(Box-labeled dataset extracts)

⁂

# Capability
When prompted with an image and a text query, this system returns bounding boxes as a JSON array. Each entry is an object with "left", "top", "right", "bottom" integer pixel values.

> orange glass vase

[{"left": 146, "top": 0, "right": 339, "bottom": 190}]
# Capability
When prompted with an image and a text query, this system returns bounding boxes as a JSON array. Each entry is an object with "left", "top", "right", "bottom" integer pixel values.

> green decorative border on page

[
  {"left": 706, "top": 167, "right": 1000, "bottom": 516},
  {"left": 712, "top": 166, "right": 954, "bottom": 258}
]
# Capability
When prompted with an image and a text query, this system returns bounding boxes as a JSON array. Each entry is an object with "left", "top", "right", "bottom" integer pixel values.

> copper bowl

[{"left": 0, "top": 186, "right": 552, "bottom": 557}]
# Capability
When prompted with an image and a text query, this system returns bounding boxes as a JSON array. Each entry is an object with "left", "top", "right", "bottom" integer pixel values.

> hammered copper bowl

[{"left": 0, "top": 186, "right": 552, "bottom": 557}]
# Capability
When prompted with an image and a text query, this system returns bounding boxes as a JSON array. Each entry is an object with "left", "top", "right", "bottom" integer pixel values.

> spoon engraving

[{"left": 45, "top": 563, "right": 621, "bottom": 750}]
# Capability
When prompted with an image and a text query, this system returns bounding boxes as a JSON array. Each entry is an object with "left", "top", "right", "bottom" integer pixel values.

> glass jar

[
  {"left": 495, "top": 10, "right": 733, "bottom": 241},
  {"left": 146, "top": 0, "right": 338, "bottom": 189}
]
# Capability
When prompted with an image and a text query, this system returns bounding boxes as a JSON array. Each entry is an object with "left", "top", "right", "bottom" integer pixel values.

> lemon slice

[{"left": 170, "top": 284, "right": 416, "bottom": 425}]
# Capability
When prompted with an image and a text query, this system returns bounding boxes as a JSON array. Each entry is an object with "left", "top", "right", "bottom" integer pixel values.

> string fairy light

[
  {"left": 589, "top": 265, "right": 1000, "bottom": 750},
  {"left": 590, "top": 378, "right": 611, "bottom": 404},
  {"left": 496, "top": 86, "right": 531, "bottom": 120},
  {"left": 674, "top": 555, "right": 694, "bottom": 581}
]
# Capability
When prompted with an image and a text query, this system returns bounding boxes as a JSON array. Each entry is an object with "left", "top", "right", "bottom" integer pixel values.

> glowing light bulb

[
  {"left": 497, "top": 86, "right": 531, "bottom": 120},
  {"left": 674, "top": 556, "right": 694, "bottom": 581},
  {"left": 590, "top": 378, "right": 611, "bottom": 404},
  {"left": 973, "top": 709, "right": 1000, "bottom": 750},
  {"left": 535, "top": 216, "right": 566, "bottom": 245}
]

⁂

Pull out each line in the items above that contains the word "light", and list those lines.

# Exercise result
> string fairy light
> glowing light bulb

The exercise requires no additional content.